#### Document passage
##############################

# #justvapereviewerthings



## Feliks Karp (25/7/16)

So like most of you I often check out youtube for reviews on hardware, if only to see inside the gear and see what's what. However lately I've started noticing some quirks that are becoming viral even among newer/amateur reviewers:


People go on about battery safety - with good reason - but then I see reviewers ripping batteries out of mods and shoving them back in like it's a TV remote. No wonder the wrappers get ripped...I don't expect people to handle them like a uranium rod, but come now, no one ever failed because of a little finesse. 

Batteries again, more and more I see reviewers talking about mod ventilation like it's there just for if the battery vents...a battery "vent" is different to a battery *vent*(ilation hole) and mod ventilation. Sure it would lessen the explosion factor if a battery does vent, but heat also transfers it's nice to know that there's a path way for cooling on the mod.
"The lets go down stairs and come back up and vape" set-up, I'm not sure who first started this, but I see even 100 subscriber reviewers doing this, sure it's a decent formula but come on, stand out from the crowd.

Anyone else got any reviewer quirks that irk them, no need to post names, not a witch-hunt, just a general "uegh" thread.

Reactions: Like 3 | Agree 1 | Can relate 1


----------



## Glytch (25/7/16)

I personally don't like the way they always start with a cloud. I find it cheesy. Sure vape on screen when you're reviewing the mod but the opening cloud and fading into the credits annoys me for some reason. Just seems a little classless.

Reactions: Agree 3


----------



## blujeenz (25/7/16)

My irks are 

the vape cloud blown into the camera.
unboxing as if its the most imortant part of why you're there, if my interest was that great, I'd just look at the "contents" section on the manufacturers site.

##############################

#### Source information

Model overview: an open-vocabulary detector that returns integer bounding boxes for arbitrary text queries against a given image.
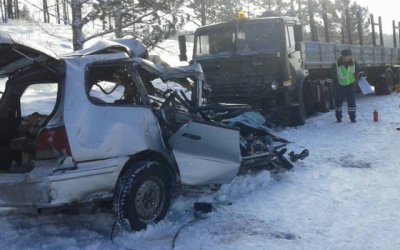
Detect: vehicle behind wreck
[0,33,300,231]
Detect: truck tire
[113,161,172,232]
[375,70,394,95]
[290,91,307,126]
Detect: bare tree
[27,0,183,50]
[7,0,14,20]
[42,0,50,23]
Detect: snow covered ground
[0,20,400,250]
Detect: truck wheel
[114,162,172,232]
[290,94,307,126]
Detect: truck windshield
[196,23,282,56]
[196,26,236,56]
[237,23,282,52]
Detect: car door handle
[182,133,201,141]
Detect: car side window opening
[86,65,143,106]
[20,83,58,117]
[138,68,194,108]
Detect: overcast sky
[352,0,400,34]
[21,0,400,34]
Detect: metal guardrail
[304,42,400,69]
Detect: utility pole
[200,0,207,26]
[393,20,400,48]
[322,0,331,43]
[357,11,364,46]
[308,0,330,43]
[346,8,353,45]
[56,0,61,24]
[3,0,8,23]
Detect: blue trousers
[335,83,356,121]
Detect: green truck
[179,13,400,126]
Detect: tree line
[0,0,386,50]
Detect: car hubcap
[135,177,165,222]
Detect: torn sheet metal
[223,111,292,143]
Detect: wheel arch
[118,149,180,187]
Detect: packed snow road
[0,91,400,250]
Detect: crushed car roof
[62,38,148,58]
[0,31,59,77]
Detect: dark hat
[340,49,351,56]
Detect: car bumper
[0,158,128,208]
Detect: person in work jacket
[330,49,365,123]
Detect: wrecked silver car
[0,33,304,231]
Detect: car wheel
[113,162,172,232]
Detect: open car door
[0,32,58,77]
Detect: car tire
[113,162,172,232]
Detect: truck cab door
[285,24,302,72]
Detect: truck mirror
[294,24,304,42]
[294,42,303,52]
[178,35,187,62]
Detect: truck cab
[179,16,330,126]
[180,14,316,125]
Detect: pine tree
[20,4,31,20]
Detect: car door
[168,120,241,185]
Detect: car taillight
[36,126,71,160]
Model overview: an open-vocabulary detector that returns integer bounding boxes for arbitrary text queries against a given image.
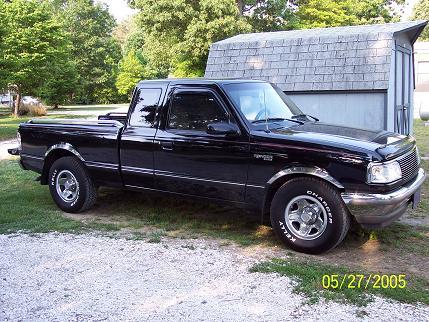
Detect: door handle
[159,141,173,151]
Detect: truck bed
[19,119,123,184]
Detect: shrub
[19,103,47,116]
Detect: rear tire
[49,157,97,213]
[270,177,350,254]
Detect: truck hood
[270,122,415,160]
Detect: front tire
[49,157,97,213]
[270,177,350,254]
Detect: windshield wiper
[252,117,304,124]
[292,114,319,122]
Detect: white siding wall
[289,93,386,130]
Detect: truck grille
[397,149,419,183]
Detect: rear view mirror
[207,122,240,137]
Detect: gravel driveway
[0,233,429,321]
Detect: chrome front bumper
[341,168,426,228]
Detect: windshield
[224,83,302,123]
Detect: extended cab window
[130,88,161,127]
[167,93,228,132]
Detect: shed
[205,21,427,134]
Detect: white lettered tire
[270,177,350,254]
[49,157,97,213]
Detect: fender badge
[253,154,273,161]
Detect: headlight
[367,161,402,183]
[16,132,22,150]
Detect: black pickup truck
[9,79,426,253]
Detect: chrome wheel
[285,195,328,240]
[55,170,79,202]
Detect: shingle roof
[205,21,426,91]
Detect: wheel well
[40,149,76,185]
[262,173,341,223]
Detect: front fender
[261,165,344,223]
[267,166,344,189]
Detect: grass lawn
[0,118,429,305]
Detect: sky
[98,0,136,22]
[97,0,417,22]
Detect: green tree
[51,0,122,103]
[0,0,73,115]
[133,0,250,76]
[412,0,429,40]
[116,50,156,97]
[0,1,8,92]
[237,0,405,31]
[38,61,78,108]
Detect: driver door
[154,88,249,202]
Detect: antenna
[262,89,270,133]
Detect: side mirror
[207,122,240,137]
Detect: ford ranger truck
[10,79,426,253]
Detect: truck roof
[137,77,266,85]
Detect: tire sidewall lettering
[49,169,80,207]
[307,190,334,225]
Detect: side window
[167,93,228,132]
[130,88,162,127]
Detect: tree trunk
[13,87,21,116]
[236,0,244,16]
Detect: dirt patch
[64,189,429,280]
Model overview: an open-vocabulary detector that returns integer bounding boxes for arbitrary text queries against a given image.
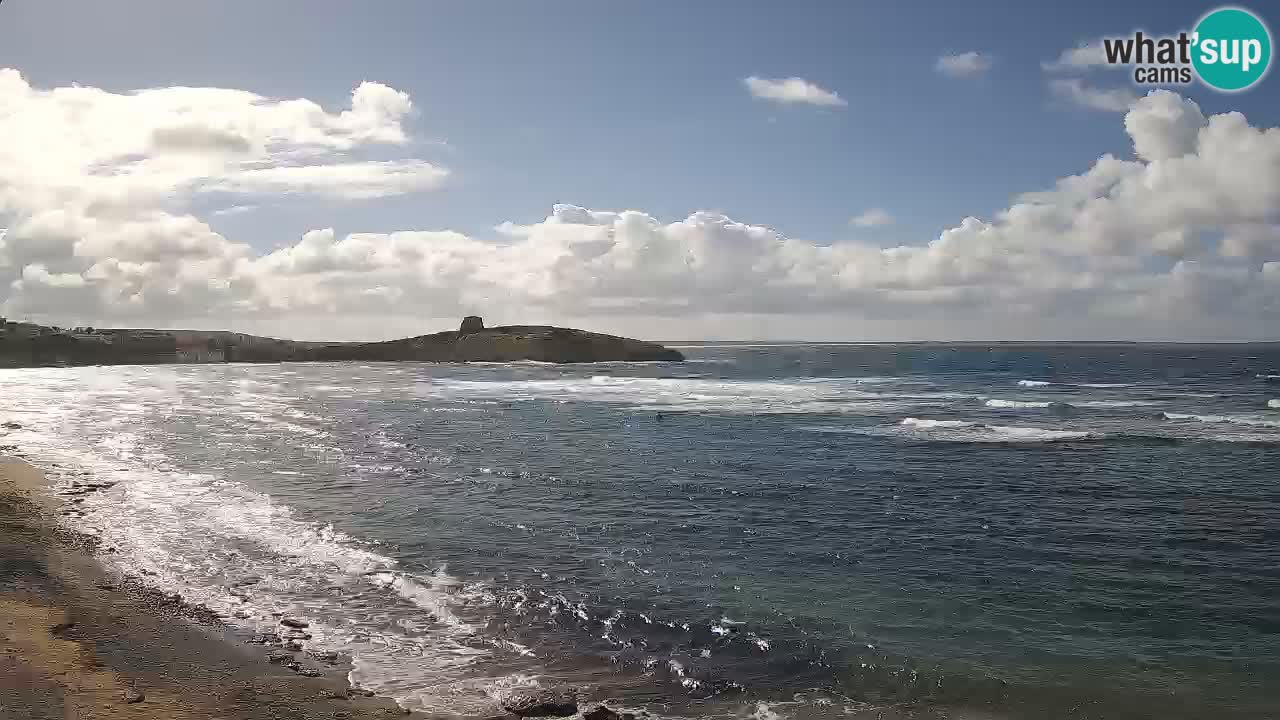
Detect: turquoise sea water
[0,345,1280,717]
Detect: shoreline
[0,448,411,720]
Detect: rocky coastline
[0,315,684,368]
[0,446,643,720]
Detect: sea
[0,343,1280,720]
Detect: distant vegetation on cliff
[0,316,684,366]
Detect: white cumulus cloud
[933,50,993,77]
[1041,40,1112,73]
[742,76,847,108]
[849,208,893,228]
[0,72,1280,340]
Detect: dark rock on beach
[124,688,147,705]
[502,691,577,717]
[582,705,635,720]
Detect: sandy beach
[0,457,406,720]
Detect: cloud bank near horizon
[0,69,1280,340]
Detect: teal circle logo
[1192,8,1271,92]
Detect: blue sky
[0,0,1280,245]
[0,0,1280,332]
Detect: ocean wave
[430,374,942,414]
[901,418,978,428]
[1161,413,1280,428]
[805,418,1106,445]
[983,397,1066,409]
[1071,400,1160,407]
[1018,380,1134,389]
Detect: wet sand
[0,457,406,720]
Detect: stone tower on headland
[458,315,484,334]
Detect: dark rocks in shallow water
[266,652,294,665]
[582,705,635,720]
[124,688,147,705]
[502,691,577,717]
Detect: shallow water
[0,343,1280,717]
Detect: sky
[0,0,1280,341]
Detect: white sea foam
[416,375,936,414]
[804,418,1090,443]
[902,418,978,428]
[987,425,1092,442]
[1070,400,1160,407]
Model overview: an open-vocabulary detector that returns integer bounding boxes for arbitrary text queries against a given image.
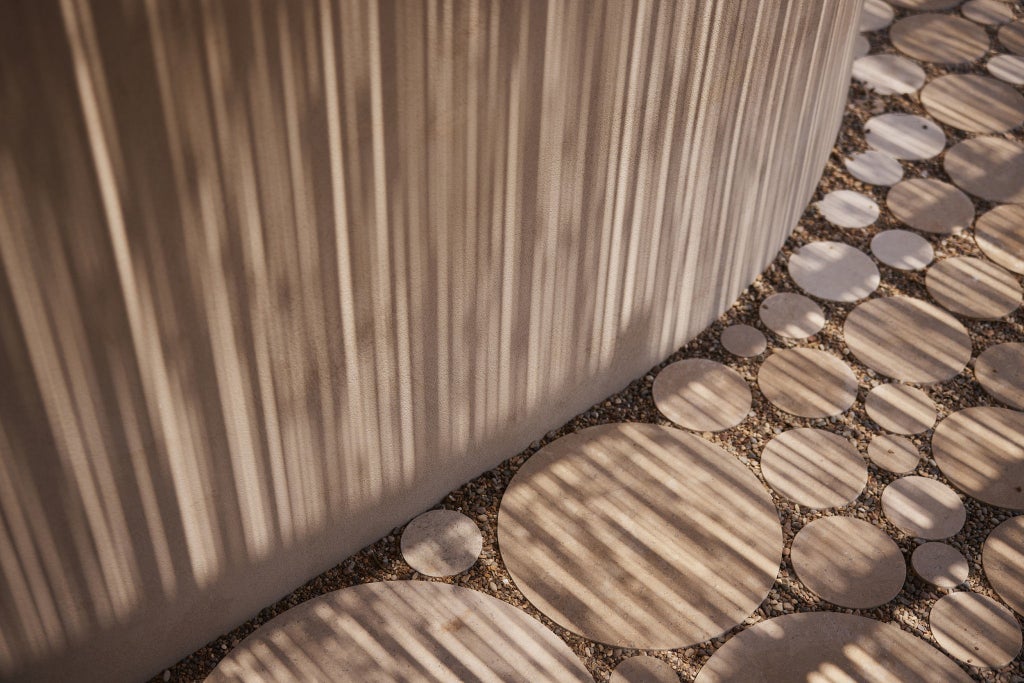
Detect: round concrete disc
[498,424,782,651]
[761,427,867,509]
[932,405,1024,510]
[206,581,594,683]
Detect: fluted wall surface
[0,0,860,681]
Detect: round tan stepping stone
[889,14,989,65]
[910,541,971,591]
[759,292,825,339]
[695,611,971,683]
[974,342,1024,410]
[651,358,751,431]
[921,74,1024,133]
[942,136,1024,204]
[206,581,594,683]
[882,476,967,541]
[932,405,1024,510]
[790,242,881,302]
[886,178,974,234]
[981,517,1024,614]
[790,517,906,609]
[843,296,971,384]
[758,348,857,418]
[974,204,1024,274]
[401,510,483,577]
[498,424,782,651]
[925,256,1022,321]
[864,113,946,161]
[928,592,1022,669]
[867,434,921,474]
[761,427,867,509]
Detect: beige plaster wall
[0,0,860,681]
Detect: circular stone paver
[651,358,751,431]
[921,74,1024,133]
[886,178,974,234]
[981,517,1024,614]
[761,427,867,509]
[694,611,971,683]
[882,475,967,541]
[206,581,594,683]
[925,256,1022,321]
[758,348,857,418]
[864,113,946,161]
[910,541,971,591]
[759,292,825,339]
[889,14,989,65]
[401,510,483,577]
[843,296,971,384]
[498,423,782,649]
[942,136,1024,204]
[928,592,1022,668]
[790,517,906,609]
[932,405,1024,510]
[788,242,881,302]
[974,342,1024,411]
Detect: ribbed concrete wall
[0,0,860,681]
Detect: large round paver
[974,204,1024,274]
[928,592,1022,668]
[974,342,1024,411]
[925,256,1022,321]
[498,424,782,651]
[790,517,906,609]
[886,178,974,234]
[206,581,593,683]
[864,113,946,161]
[882,476,967,541]
[932,405,1024,510]
[921,74,1024,133]
[889,14,989,65]
[651,358,751,431]
[759,292,825,339]
[790,242,881,302]
[761,427,867,509]
[843,296,971,384]
[942,135,1024,204]
[695,612,971,683]
[401,510,483,577]
[981,517,1024,615]
[758,348,857,418]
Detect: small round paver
[925,256,1022,321]
[790,517,906,609]
[928,592,1022,669]
[864,113,946,161]
[910,541,971,591]
[942,135,1024,204]
[788,242,881,302]
[932,405,1024,510]
[401,510,483,577]
[651,358,751,431]
[760,292,825,339]
[758,348,857,418]
[889,14,989,65]
[974,342,1024,411]
[981,517,1024,615]
[886,178,974,234]
[843,296,971,384]
[864,384,935,434]
[761,427,867,509]
[694,611,971,683]
[882,475,967,541]
[921,74,1024,133]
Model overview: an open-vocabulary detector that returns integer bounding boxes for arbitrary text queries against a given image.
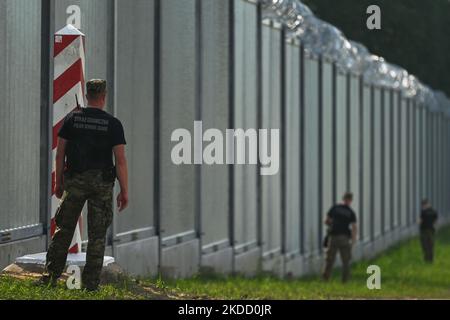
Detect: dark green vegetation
[303,0,450,96]
[0,228,450,299]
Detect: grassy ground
[155,228,450,299]
[0,228,450,299]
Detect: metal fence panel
[392,91,402,227]
[0,0,41,230]
[362,85,373,241]
[372,88,384,238]
[349,76,362,228]
[233,1,260,247]
[382,90,395,232]
[285,40,303,253]
[303,58,319,254]
[399,97,408,227]
[408,99,419,225]
[115,0,155,234]
[261,26,285,254]
[201,0,230,246]
[320,62,335,235]
[334,74,348,202]
[160,0,199,238]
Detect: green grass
[0,276,145,300]
[149,228,450,299]
[0,228,450,300]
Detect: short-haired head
[86,79,106,101]
[342,192,353,205]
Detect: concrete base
[115,237,159,276]
[302,253,324,275]
[373,237,384,255]
[160,239,200,279]
[15,252,114,267]
[284,256,304,278]
[0,236,46,269]
[201,247,233,275]
[261,254,284,278]
[234,248,261,276]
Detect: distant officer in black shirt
[323,192,357,282]
[420,199,438,263]
[38,80,128,291]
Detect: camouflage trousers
[44,170,114,290]
[323,235,352,282]
[420,229,434,263]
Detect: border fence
[0,0,450,277]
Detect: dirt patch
[1,264,199,300]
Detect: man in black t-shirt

##############################

#### Work task 1
In the forum thread on vape reviewer quirks, what does Glytch say reviewers always start with?
#### Work task 2
Extract the portion of the forum thread between "Reactions: Agree 3" and "the manufacturers site.", inclusive.

#### Answer 1
A cloud.

#### Answer 2
Reactions: Agree 3


----------



## blujeenz (25/7/16)

My irks are 

the vape cloud blown into the camera.
unboxing as if its the most imortant part of why you're there, if my interest was that great, I'd just look at the "contents" section on the manufacturers site.